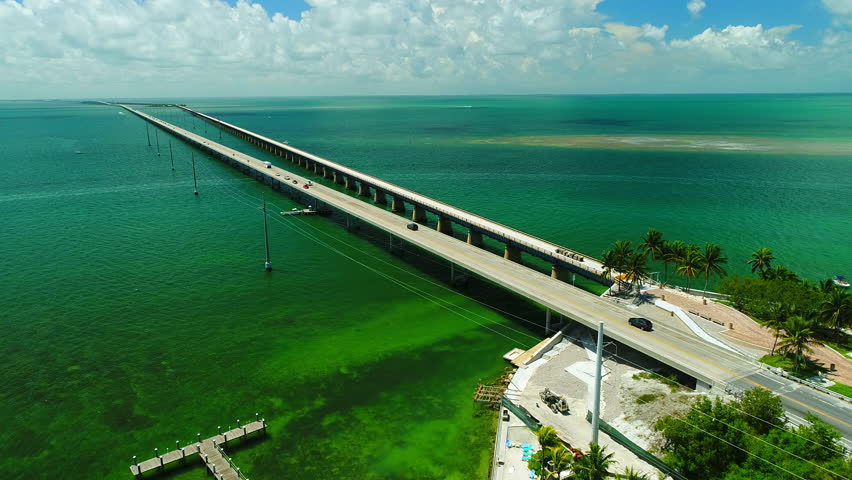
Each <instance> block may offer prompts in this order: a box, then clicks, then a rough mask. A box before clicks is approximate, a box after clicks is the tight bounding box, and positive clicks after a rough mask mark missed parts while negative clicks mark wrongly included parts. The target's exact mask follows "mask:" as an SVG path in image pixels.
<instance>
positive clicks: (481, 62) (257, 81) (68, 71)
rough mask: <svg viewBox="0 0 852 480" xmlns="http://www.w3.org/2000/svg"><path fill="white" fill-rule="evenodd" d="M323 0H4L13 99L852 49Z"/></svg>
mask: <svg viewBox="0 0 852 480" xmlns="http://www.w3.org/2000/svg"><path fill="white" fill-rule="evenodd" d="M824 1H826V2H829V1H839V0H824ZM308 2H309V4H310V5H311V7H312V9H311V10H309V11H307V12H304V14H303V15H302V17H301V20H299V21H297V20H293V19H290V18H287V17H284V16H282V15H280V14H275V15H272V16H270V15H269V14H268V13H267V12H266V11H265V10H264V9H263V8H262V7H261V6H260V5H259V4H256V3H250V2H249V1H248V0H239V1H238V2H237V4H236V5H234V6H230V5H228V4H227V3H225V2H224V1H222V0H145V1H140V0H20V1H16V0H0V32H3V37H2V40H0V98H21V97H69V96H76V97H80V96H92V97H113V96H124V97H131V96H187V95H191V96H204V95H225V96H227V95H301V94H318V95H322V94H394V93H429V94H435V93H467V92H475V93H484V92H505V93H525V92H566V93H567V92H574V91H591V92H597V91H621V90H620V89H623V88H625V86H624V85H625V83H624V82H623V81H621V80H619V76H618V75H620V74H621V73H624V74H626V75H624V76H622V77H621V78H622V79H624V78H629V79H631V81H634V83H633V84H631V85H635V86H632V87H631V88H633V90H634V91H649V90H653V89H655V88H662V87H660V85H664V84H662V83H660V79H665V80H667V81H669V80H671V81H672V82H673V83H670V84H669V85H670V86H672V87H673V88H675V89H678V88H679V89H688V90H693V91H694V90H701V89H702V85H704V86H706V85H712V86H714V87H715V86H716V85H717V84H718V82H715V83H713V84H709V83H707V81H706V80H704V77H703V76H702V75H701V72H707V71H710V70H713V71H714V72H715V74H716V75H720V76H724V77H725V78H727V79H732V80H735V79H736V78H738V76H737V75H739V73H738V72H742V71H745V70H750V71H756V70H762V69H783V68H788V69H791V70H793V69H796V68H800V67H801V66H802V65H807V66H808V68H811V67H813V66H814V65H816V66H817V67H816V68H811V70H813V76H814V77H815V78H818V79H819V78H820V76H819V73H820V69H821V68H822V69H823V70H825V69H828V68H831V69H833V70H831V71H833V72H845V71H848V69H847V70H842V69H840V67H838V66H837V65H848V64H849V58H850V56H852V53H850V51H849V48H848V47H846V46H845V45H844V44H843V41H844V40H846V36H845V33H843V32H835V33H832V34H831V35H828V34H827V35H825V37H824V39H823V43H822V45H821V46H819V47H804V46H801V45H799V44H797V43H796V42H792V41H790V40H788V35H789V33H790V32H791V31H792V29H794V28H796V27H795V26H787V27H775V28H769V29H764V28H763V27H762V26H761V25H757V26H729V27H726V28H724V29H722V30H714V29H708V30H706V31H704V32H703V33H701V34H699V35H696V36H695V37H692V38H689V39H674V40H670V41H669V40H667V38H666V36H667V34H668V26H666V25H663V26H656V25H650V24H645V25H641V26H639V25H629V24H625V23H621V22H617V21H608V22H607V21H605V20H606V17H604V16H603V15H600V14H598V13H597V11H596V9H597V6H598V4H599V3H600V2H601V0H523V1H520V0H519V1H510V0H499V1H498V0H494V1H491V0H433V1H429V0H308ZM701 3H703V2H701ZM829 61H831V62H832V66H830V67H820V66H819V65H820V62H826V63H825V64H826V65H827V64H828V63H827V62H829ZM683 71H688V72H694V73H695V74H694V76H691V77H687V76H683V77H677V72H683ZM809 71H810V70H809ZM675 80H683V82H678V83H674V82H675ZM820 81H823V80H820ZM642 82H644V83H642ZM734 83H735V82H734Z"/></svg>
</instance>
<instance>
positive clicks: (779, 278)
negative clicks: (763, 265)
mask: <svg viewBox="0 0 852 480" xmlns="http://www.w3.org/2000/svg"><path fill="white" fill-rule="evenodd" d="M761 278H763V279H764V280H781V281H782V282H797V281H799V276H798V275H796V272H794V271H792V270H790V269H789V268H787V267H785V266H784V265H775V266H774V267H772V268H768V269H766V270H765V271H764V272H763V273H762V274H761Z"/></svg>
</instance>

Task details – In your copy, include no pictures; print every line above exactly.

Solution to this task –
Each <instance> block may offer prompts in this order: a box, then clicks, then a rough mask. A box before clicks is approximate, a box after clicks is the tight bounding box, and positive clicks after a rough mask mark missed parts while negative clicks mark wrongly included parts. The target's exact mask follows "mask:" as an SVG path in image pixels.
<instance>
positive clicks: (481, 62) (257, 81) (68, 71)
rough mask: <svg viewBox="0 0 852 480" xmlns="http://www.w3.org/2000/svg"><path fill="white" fill-rule="evenodd" d="M323 0H4L13 99L852 49Z"/></svg>
mask: <svg viewBox="0 0 852 480" xmlns="http://www.w3.org/2000/svg"><path fill="white" fill-rule="evenodd" d="M824 1H826V2H829V1H839V0H824ZM308 2H309V4H310V5H311V7H312V9H311V10H309V11H307V12H304V14H303V15H302V17H301V20H299V21H297V20H293V19H290V18H287V17H284V16H282V15H280V14H275V15H272V16H270V15H269V14H268V13H267V12H266V11H265V10H264V9H263V8H262V7H261V6H260V5H259V4H256V3H250V2H249V1H248V0H239V1H238V2H237V4H236V5H234V6H230V5H228V4H227V3H225V2H224V1H222V0H145V1H140V0H20V1H16V0H0V32H3V37H2V40H0V98H21V97H69V96H76V97H80V96H92V97H113V96H124V97H131V96H187V95H191V96H204V95H225V96H227V95H301V94H318V95H322V94H394V93H429V94H435V93H467V92H475V93H484V92H505V93H525V92H566V93H567V92H574V91H591V92H597V91H621V90H620V89H623V88H625V86H624V85H625V83H624V82H623V81H621V80H619V76H618V75H620V74H621V73H624V74H626V75H624V76H622V77H621V78H622V79H624V78H629V79H631V81H634V83H633V84H631V85H635V86H632V87H631V88H633V90H634V91H649V90H653V89H655V88H662V87H660V85H664V84H662V83H660V79H665V80H667V81H669V80H671V81H672V82H673V83H670V84H669V85H670V86H672V87H673V88H675V89H678V88H679V89H688V90H693V91H694V90H701V89H702V85H704V86H706V85H712V86H714V87H715V86H716V85H717V84H718V82H715V83H713V84H709V83H707V81H706V80H704V77H703V76H702V75H701V72H707V71H710V70H713V71H714V72H715V74H716V75H720V76H724V77H725V78H727V79H732V80H735V79H736V78H738V76H737V75H739V73H738V72H742V71H745V70H750V71H756V70H762V69H783V68H788V69H791V70H793V69H796V68H800V67H801V66H802V65H807V66H808V68H811V67H813V66H814V65H816V66H817V67H816V68H811V70H813V76H814V77H815V78H818V79H819V78H820V76H819V73H820V69H821V68H822V69H823V70H825V69H828V68H831V69H833V70H831V71H833V72H845V71H848V69H847V70H842V69H840V67H838V66H837V65H848V64H849V58H850V56H852V53H850V51H849V48H848V47H846V46H845V45H844V44H843V41H844V40H846V36H845V33H843V32H835V33H832V34H831V35H828V34H827V35H825V37H824V39H823V43H822V45H821V46H819V47H804V46H801V45H799V44H797V43H796V42H792V41H790V40H788V35H789V33H790V32H791V31H792V29H794V28H796V27H795V26H787V27H775V28H769V29H764V28H763V27H762V26H761V25H757V26H729V27H726V28H724V29H722V30H714V29H708V30H706V31H704V32H703V33H701V34H699V35H696V36H695V37H692V38H689V39H674V40H670V41H669V40H667V38H666V36H667V34H668V26H666V25H663V26H656V25H650V24H645V25H641V26H639V25H629V24H625V23H621V22H617V21H608V22H607V21H605V20H606V17H604V16H603V15H600V14H598V13H597V11H596V9H597V6H598V4H599V3H600V2H601V0H523V1H520V0H519V1H510V0H499V1H498V0H494V1H491V0H433V1H429V0H308ZM701 3H703V2H701ZM829 61H831V62H832V66H830V67H820V66H819V65H820V62H826V63H825V64H826V65H827V64H828V63H827V62H829ZM683 71H688V72H694V73H695V74H694V76H691V77H687V76H683V77H677V72H683ZM809 71H810V70H809ZM675 80H683V82H678V83H674V82H675ZM820 81H823V80H820ZM642 82H644V83H642ZM734 83H735V82H734Z"/></svg>
</instance>
<instance>
positive clicks: (779, 278)
negative clicks: (763, 265)
mask: <svg viewBox="0 0 852 480" xmlns="http://www.w3.org/2000/svg"><path fill="white" fill-rule="evenodd" d="M761 278H763V279H764V280H781V281H782V282H797V281H799V276H798V275H796V272H794V271H792V270H790V269H789V268H787V267H785V266H784V265H775V266H774V267H772V268H768V269H766V270H765V271H764V272H763V273H762V274H761Z"/></svg>
</instance>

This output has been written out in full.